##### Given text

South Dakota lawmakers deal with ethics bills, short funds

© 2017-Brookings Register

PIERRE (AP) – South Dakota lawmakers navigated lower-than-anticipated tax collections to pass a lean state budget, capping a difficult legislative session dominated by the repeal and patchwork replacement of government-ethics regulations that voters imposed in November.

Republican Gov. Dennis Daugaard spent part of Friday signing a raft of ethics bills into law before lawmakers closed out the main part of the 2017 session. The replacement measures captured the best of the voter initiative while "avoiding the worst," said Daugaard, who signed off on killing the overhaul last month.

The defunct ballot measure instituted a public campaign finance system, created an ethics commission and tightened campaign finance and lobbying laws. GOP lawmakers contended those provisions were unconstitutional. The embattled law wasn't in effect as Republicans were challenging it in court.

In its place, the governor signed proposals to create a narrower government watchdog board, impose less-strict limitations on the gifts that officials can accept from lobbyists and re-instate a two-year ban on private lobbying for many after they leave state government. Lawmakers have passed other ethics bills including a task force to study campaign finance.

The divisive repeal – one day an airplane circled the Capitol for hours with a banner that read "Shame on you! Respect our vote!" – followed a rocky start to session. Within two weeks of the Jan. 10 opening, a Republican lawmaker who admitted having sexual contact with two interns had resigned.

Members dealt with sluggish state tax collections caused by low inflation, less spending in the farm economy and e-commerce transactions that avoid sales taxes. Before heading home, lawmakers passed a state budget for the upcoming fiscal year that includes roughly $1.59 billion in general state spending, nearly $30 million – or about 1.7 percent – below the budget plan Daugaard proposed in December.

"We got the balanced budget," House Majority Leader Lee Qualm said. "Now, I understand there's some people who wish we could have spent more, but we did a lot of work."

Even with the austerity, lawmakers did approve creative funding for key upgrades – with a full price tag of well over $50 million – to the Animal Disease Research and Diagnostic Laboratory, which does daily food safety tests and diagnostics for disease in pigs, cattle and other livestock. It's largely being funded by a plan from agriculture groups to redirect property tax relief for agricultural land to the project.

Ahead of possible protests over the Keystone XL oil pipeline, the Legislature agreed to make it a Class 1 misdemeanor for someone to stand in the highway to stop traffic or to trespass in a posted emergency area. The bill was a scaled-back version of a measure the governor championed amid concerns about large demonstrations like the ones in North Dakota over the Dakota Access pipeline.

Filed under fights averted, a bill that would have restricted which locker rooms transgender students could use was scuttled before it had its first hearing. Last year, Daugaard vetoed a broader bill that included bathrooms.

This year, Daugaard did sign into law broad legal protections for faith-based organizations that refuse, based on their religious beliefs, to place children in certain households.

The Legislature will return to Pierre March 27 to decide whether to accept or override any vetoes that come from the governor.

Lawmakers are expected to take on a pair of likely vetoes of bills that would allow guns in the state Capitol and let people carry concealed handguns without a permit.

The Capitol carry bill – which would allow people who have an enhanced permit to carry in the building – came with a memorable moment this year when a House lawmaker whose committee was debating it hit a panic button just to see how quickly authorities would respond.

Republican Rep. Lynne DiSanto, who sponsored the constitutional carry bill, said supporters are prepared to try to override a veto.

"If the bill does not go into law, we will be back next year twice as hard," she said. "This issue will not be going away any time soon."

##########
##### Dataset content

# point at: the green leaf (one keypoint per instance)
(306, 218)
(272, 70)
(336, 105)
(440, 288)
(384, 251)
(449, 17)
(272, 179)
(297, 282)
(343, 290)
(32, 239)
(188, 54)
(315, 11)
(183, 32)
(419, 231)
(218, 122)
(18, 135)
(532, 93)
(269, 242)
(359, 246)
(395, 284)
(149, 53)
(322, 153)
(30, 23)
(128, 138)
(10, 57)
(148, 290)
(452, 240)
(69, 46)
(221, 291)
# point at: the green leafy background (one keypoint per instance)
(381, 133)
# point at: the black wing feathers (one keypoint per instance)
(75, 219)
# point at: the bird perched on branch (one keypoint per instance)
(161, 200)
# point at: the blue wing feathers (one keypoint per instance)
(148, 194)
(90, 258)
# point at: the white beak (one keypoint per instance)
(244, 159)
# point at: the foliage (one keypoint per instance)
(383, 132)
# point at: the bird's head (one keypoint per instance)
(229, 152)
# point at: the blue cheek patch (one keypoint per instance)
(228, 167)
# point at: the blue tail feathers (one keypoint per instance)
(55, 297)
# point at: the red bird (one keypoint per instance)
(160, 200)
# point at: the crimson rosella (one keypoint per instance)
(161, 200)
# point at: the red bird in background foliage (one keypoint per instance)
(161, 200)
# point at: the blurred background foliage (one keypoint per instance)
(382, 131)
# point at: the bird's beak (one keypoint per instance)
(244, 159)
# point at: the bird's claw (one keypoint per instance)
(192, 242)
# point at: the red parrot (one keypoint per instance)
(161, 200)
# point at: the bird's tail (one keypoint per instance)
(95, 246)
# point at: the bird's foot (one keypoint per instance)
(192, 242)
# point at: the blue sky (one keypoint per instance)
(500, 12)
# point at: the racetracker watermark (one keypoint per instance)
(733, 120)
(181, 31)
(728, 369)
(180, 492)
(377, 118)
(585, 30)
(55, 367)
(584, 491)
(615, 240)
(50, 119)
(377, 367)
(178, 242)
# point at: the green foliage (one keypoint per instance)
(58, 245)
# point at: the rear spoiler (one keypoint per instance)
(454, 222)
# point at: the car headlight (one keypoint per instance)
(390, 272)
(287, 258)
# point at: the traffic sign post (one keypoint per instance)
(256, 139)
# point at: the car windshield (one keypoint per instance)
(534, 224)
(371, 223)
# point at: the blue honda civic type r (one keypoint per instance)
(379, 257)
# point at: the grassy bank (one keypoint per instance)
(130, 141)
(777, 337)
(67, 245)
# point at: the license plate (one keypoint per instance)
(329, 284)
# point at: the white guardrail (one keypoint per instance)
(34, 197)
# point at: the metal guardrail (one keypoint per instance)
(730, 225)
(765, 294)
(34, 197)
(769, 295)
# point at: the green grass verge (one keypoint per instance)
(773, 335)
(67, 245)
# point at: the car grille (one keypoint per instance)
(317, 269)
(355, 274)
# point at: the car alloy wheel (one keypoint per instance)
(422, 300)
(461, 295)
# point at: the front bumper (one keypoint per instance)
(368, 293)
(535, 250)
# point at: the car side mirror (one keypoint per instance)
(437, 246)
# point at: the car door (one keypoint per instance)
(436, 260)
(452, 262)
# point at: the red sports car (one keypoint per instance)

##########

» Work instructions:
a. From the article on the South Dakota legislative session, copy the passage from "The defunct ballot" up to and including "study campaign finance." verbatim.
b. Answer each question using the article on the South Dakota legislative session:
(i) On what date did the 2017 session open?
(ii) About how much general state spending does the budget for the upcoming fiscal year include?
(iii) On what date will the Legislature return to Pierre to take up vetoes?

» Your written answers:
a.
The defunct ballot measure instituted a public campaign finance system, created an ethics commission and tightened campaign finance and lobbying laws. GOP lawmakers contended those provisions were unconstitutional. The embattled law wasn't in effect as Republicans were challenging it in court.

In its place, the governor signed proposals to create a narrower government watchdog board, impose less-strict limitations on the gifts that officials can accept from lobbyists and re-instate a two-year ban on private lobbying for many after they leave state government. Lawmakers have passed other ethics bills including a task force to study campaign finance.

b.
(i) Jan. 10
(ii) Roughly $1.59 billion
(iii) March 27